** EXCERPT **
◇ ◇ ◇ ◇
Also, notice the oncontextmenu code; when a link is right-clicked, the onclick event isn’t triggered. If a person right-clicks the email address to copy it, they would be copying the invalid version of the address. Using the oncontextmenu event fixes this problem.

You’re done!

You now have a spam-resistant email hyperlink that works whether JavaScript is enabled or not. It adheres to standards (no invalid markup), is semantically correct, and is unobtrusive.

Having said that, you should be aware that this system is not perfect; spammers are very clever, and will always catch up to us. This method is a form of spam resistance, not a foolproof way to defeat all spambots from now until eternity.

While the code you’ve just seen will work fine for most people, there are a few improvements that can be made with the use of a JavaScript framework. If you don’t use a JavaScript framework such as MooTools or jQuery, your journey has ended. If you do use a framework, let’s explore some potential improvements to the system.

Improvements via frameworks

JavaScript frameworks add some impressive tools to our toolbox and provide many conveniences. For this example, I’m going to use MooTools 1.2, but most other frameworks will have similar code that you can adapt for your own needs. Here are some improvements we can make:

  1. Use event handlers instead of direct assignment.
  2. Use a domready event instead of window.onload.
  3. Use CSS selectors and the array:each method

Here’s the improved code, modified to use MooTools 1.2:

window.addEvent("domready", function(){
   var addressCleaner = function (){
      this.href = this.href.split("?")[0].replace("notspam", "");
      this.removeEvents({
         "click": addressCleaner,
         "contextmenu": addressCleaner
      });
   };
   $$("a[href^=mailto:]").each(function (a){
      a.addEvents({
         "click": addressCleaner,
         "contextmenu": addressCleaner
      });
   });
});

Live demo

Explanation of the MooTools framework version

Since some of you may not be familiar with frameworks, so I’ll try and explain the changes I’ve made.

Event handlers

Most JavaScript gurus will tell you that using event handlers is a much more robust approach than using a direct onclick assignment. For starters, adding an onclick event using direct assignment will overwrite any existing onclick event. Using an event handler will ensure the new event will not destroy any existing events, and will simply add the new event to a queue of events.

//Direct assignment
a.onclick = function (){
  //Do something
};

//MooTools event
a.addEvent("click", function (){
   //Do something
});

As you can imagine, if you don’t use a framework, browser support and cross-browser incompatibility issues make event handlers a bit of a pain. This is one of the primary reasons frameworks have become so popular: they take the pain out of cross-browser compatibility.
◇ ◇ ◇ ◇
** GIVEN EXERCISE 1 **
Please rewrite the article from "Having said that, you" to "to the system.", changing "JavaScript framework" to "JavaScript library".
** GIVEN EXERCISE 2 **
Answer these questions from the article:
(a) Which event keeps a right-click from copying the invalid version of the address?
(b) Which version of MooTools is used for the improved code?
(c) What happens to an existing onclick event when a new one is added by direct assignment?
** GIVEN EXERCISE 3 **
Translate this sentence from the article into Spanish: "This method is a form of spam resistance, not a foolproof way to defeat all spambots from now until eternity."

** DATA EXCERPTS **
◇ ◇ ◇ ◇
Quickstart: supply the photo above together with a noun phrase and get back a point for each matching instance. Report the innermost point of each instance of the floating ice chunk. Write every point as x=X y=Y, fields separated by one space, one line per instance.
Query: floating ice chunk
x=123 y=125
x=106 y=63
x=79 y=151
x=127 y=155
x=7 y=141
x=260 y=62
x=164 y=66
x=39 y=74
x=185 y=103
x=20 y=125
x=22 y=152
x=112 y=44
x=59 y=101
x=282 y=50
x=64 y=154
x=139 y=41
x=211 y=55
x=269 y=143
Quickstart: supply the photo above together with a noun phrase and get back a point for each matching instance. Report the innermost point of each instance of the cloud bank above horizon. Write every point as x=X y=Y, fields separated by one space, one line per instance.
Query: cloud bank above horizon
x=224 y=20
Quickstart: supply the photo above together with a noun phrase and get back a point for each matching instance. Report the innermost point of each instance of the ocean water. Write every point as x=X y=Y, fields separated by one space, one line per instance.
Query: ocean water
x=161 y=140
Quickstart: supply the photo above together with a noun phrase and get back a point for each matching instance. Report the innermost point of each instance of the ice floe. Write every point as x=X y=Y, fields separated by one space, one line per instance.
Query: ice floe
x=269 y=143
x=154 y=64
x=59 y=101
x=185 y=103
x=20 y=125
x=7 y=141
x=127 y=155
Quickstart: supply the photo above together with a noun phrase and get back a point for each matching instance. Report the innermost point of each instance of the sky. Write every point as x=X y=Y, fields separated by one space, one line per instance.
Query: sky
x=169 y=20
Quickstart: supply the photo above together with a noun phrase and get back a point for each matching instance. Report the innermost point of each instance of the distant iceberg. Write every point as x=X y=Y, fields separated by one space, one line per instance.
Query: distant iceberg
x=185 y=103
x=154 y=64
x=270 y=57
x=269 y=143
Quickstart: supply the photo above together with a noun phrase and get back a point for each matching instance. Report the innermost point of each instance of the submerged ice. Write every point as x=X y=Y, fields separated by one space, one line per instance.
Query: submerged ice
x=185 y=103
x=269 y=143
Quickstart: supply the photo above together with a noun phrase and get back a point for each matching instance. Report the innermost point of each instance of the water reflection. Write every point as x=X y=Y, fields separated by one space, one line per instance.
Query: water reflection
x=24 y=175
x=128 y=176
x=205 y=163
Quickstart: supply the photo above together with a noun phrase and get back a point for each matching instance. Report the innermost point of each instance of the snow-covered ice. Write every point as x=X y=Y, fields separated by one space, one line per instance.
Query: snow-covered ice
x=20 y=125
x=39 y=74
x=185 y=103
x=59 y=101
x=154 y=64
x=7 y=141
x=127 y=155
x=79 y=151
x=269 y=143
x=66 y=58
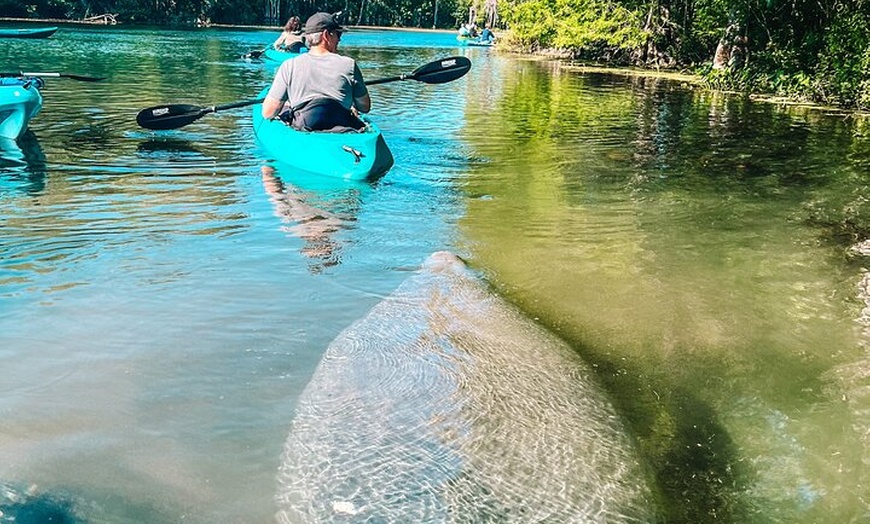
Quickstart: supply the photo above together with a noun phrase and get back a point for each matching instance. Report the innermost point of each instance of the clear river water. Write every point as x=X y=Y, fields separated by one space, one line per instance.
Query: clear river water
x=164 y=298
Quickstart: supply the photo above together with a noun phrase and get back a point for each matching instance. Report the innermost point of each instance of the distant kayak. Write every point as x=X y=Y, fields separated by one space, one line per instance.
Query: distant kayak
x=350 y=156
x=20 y=101
x=28 y=33
x=475 y=42
x=276 y=56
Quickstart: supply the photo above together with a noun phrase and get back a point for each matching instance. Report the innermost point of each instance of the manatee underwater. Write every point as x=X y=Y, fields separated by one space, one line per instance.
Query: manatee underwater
x=446 y=404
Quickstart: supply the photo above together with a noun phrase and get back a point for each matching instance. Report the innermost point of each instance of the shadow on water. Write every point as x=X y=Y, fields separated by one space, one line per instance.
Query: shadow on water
x=675 y=242
x=22 y=165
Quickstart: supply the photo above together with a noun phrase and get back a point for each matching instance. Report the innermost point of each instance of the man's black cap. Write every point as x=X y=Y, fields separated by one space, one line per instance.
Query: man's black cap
x=321 y=22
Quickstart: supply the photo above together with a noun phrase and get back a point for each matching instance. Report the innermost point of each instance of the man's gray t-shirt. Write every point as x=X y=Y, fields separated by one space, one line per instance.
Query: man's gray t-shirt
x=311 y=76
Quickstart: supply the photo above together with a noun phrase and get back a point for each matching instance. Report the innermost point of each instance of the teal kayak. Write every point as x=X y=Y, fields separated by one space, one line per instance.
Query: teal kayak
x=28 y=33
x=20 y=101
x=360 y=155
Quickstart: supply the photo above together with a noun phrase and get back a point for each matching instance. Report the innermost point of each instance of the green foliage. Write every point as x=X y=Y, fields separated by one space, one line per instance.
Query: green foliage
x=583 y=26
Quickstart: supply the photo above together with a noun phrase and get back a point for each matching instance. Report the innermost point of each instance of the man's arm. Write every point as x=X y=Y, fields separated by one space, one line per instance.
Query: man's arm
x=362 y=104
x=271 y=107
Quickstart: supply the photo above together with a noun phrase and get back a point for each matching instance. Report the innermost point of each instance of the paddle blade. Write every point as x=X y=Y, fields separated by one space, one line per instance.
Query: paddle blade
x=442 y=71
x=169 y=116
x=253 y=55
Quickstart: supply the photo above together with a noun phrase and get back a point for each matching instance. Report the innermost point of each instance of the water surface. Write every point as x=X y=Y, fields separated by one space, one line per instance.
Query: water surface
x=165 y=297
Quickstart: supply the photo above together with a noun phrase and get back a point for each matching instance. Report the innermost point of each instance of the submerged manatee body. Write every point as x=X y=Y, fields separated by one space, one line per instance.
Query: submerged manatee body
x=445 y=404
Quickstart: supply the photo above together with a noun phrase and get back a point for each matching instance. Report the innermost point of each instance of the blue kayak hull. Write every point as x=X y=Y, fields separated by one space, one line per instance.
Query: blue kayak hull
x=20 y=101
x=349 y=156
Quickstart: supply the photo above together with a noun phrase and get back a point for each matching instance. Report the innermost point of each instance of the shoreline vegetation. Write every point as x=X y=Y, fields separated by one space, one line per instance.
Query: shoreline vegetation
x=567 y=59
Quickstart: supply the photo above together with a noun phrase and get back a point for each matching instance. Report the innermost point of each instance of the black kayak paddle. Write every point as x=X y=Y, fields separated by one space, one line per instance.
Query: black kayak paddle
x=173 y=116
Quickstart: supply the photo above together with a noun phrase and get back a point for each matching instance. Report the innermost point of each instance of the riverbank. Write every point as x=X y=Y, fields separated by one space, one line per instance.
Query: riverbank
x=58 y=21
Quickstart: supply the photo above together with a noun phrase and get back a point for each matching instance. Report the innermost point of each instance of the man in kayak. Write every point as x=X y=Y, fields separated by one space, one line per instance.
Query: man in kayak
x=319 y=90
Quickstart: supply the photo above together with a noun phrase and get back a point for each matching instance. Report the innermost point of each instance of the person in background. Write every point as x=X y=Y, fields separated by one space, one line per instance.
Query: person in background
x=291 y=37
x=486 y=35
x=319 y=90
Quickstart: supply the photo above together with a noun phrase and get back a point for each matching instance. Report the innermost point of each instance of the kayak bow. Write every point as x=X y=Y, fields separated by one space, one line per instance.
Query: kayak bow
x=20 y=101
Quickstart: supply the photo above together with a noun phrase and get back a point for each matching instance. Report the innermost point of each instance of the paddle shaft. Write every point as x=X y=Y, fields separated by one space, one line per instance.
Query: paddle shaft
x=55 y=75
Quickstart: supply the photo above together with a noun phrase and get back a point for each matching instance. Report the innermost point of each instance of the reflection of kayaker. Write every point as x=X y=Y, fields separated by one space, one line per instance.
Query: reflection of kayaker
x=313 y=225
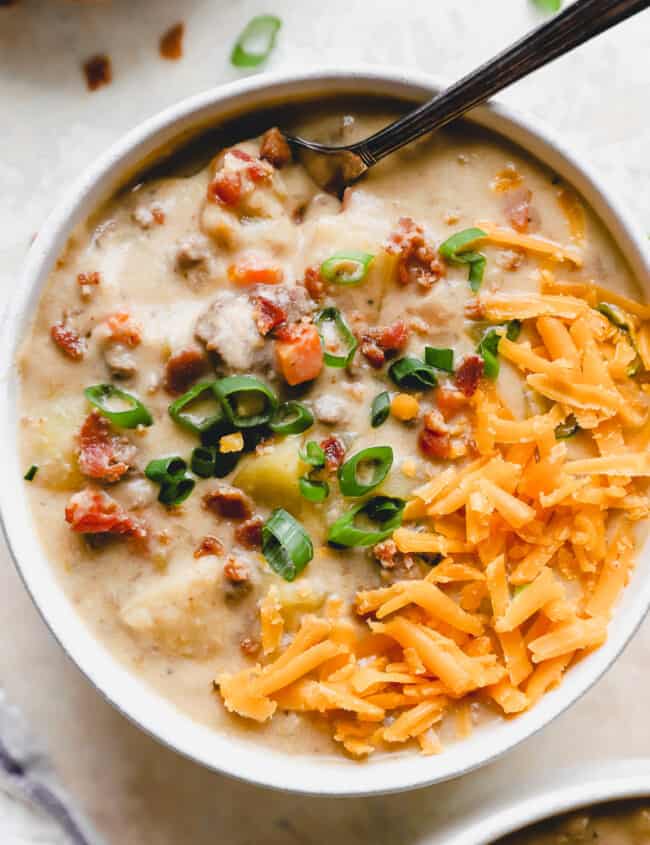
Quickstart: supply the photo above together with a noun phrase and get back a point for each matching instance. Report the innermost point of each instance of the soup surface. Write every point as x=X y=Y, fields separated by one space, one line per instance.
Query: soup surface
x=354 y=472
x=623 y=823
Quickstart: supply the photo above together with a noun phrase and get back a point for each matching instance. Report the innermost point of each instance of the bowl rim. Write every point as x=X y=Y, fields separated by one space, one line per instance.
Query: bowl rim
x=317 y=775
x=576 y=789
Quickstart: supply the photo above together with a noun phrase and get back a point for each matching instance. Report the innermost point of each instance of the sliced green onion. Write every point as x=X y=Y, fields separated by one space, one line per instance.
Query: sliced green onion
x=346 y=268
x=101 y=395
x=246 y=401
x=567 y=429
x=379 y=459
x=313 y=490
x=285 y=544
x=456 y=251
x=347 y=339
x=209 y=462
x=441 y=359
x=291 y=418
x=170 y=473
x=380 y=409
x=215 y=423
x=313 y=455
x=256 y=41
x=413 y=373
x=385 y=511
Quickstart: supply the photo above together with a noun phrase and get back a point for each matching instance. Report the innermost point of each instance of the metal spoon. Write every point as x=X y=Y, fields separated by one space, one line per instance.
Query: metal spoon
x=578 y=23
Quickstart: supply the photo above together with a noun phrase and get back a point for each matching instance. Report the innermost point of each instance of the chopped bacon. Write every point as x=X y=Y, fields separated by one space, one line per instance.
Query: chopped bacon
x=314 y=282
x=380 y=343
x=518 y=209
x=92 y=511
x=268 y=315
x=249 y=533
x=183 y=368
x=434 y=440
x=450 y=401
x=298 y=352
x=235 y=571
x=225 y=188
x=122 y=328
x=88 y=279
x=228 y=502
x=255 y=271
x=209 y=545
x=68 y=341
x=274 y=148
x=469 y=374
x=418 y=260
x=334 y=452
x=102 y=453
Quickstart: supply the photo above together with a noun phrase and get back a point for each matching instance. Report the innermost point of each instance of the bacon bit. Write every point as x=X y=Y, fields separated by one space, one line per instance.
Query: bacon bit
x=171 y=42
x=123 y=329
x=249 y=533
x=474 y=310
x=469 y=374
x=314 y=282
x=418 y=261
x=334 y=452
x=228 y=502
x=274 y=148
x=209 y=545
x=250 y=646
x=225 y=188
x=98 y=71
x=235 y=571
x=450 y=402
x=255 y=271
x=68 y=341
x=183 y=368
x=518 y=209
x=268 y=315
x=298 y=352
x=93 y=511
x=380 y=343
x=434 y=440
x=102 y=453
x=88 y=279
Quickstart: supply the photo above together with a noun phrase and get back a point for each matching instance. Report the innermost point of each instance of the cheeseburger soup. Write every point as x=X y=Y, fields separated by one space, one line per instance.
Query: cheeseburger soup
x=345 y=473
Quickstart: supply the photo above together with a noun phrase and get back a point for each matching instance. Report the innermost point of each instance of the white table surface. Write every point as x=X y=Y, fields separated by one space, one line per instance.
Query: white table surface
x=50 y=127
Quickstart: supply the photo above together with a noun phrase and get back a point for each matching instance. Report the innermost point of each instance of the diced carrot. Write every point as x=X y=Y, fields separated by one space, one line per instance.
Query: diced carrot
x=300 y=356
x=255 y=271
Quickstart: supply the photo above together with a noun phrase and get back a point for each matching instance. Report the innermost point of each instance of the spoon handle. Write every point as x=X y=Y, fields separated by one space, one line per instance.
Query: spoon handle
x=578 y=23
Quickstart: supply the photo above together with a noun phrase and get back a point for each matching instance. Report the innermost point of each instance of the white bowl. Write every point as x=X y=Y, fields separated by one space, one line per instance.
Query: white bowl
x=231 y=755
x=575 y=789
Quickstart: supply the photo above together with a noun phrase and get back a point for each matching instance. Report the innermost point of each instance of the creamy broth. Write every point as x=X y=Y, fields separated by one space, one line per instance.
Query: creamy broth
x=624 y=823
x=164 y=254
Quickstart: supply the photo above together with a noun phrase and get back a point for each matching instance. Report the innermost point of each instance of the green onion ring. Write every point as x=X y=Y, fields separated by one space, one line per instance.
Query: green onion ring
x=441 y=359
x=381 y=458
x=262 y=28
x=229 y=388
x=385 y=510
x=100 y=394
x=380 y=409
x=291 y=418
x=313 y=490
x=333 y=315
x=285 y=544
x=337 y=268
x=412 y=373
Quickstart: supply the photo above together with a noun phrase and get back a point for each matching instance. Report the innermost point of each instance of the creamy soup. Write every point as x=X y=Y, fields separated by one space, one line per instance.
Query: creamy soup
x=624 y=823
x=355 y=471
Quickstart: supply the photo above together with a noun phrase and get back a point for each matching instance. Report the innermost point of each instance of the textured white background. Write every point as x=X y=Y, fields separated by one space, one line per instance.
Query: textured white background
x=50 y=127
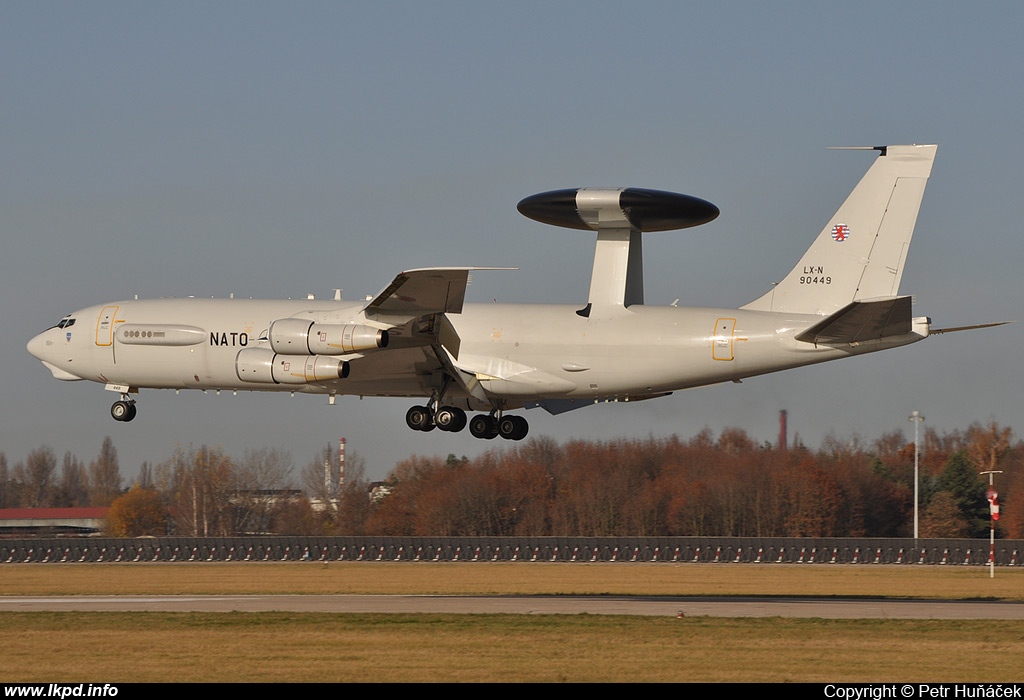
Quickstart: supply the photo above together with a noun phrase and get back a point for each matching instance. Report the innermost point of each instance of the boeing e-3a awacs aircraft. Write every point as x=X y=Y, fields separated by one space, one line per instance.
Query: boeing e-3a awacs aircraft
x=418 y=339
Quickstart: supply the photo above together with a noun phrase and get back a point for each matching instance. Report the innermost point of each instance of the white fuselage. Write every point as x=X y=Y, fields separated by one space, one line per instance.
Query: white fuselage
x=518 y=352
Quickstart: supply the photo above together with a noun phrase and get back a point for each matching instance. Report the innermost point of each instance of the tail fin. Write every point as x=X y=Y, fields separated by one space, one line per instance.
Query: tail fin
x=861 y=251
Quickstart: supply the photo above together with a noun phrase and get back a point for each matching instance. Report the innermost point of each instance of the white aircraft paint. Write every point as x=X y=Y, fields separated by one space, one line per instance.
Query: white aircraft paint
x=419 y=339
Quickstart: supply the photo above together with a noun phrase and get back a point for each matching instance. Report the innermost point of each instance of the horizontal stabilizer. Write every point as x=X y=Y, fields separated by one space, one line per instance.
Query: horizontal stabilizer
x=862 y=320
x=937 y=332
x=425 y=291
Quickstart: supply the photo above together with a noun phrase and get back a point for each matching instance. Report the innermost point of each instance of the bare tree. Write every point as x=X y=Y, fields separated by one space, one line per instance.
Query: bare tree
x=74 y=488
x=104 y=475
x=36 y=478
x=261 y=481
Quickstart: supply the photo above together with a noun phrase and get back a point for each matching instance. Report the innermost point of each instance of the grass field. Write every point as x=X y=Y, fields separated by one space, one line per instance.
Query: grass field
x=280 y=647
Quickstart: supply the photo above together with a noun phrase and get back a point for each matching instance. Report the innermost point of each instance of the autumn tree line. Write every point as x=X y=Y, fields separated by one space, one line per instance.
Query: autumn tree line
x=727 y=485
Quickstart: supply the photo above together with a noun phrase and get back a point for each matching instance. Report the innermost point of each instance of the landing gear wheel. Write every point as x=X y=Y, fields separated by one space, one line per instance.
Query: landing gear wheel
x=513 y=427
x=483 y=427
x=451 y=419
x=123 y=410
x=419 y=418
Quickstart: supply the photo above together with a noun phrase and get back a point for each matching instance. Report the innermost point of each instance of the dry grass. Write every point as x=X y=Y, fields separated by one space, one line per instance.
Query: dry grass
x=289 y=647
x=280 y=647
x=517 y=578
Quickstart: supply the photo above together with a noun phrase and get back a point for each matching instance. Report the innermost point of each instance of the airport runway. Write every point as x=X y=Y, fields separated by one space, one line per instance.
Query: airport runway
x=535 y=605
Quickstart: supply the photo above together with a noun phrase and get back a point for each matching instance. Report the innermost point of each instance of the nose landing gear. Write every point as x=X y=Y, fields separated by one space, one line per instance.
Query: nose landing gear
x=124 y=410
◇ ◇ ◇ ◇
** FINAL ANSWER 1 **
Having said that, you should be aware that this system is not perfect; spammers are very clever, and will always catch up to us. This method is a form of spam resistance, not a foolproof way to defeat all spambots from now until eternity.

While the code you’ve just seen will work fine for most people, there are a few improvements that can be made with the use of a JavaScript library. If you don’t use a JavaScript library such as MooTools or jQuery, your journey has ended. If you do use a framework, let’s explore some potential improvements to the system.

** FINAL ANSWER 2 **
(a) The oncontextmenu event.
(b) MooTools 1.2.
(c) It is overwritten.

** FINAL ANSWER 3 **
Este método es una forma de resistencia al spam, no una manera infalible de derrotar a todos los spambots desde ahora hasta la eternidad.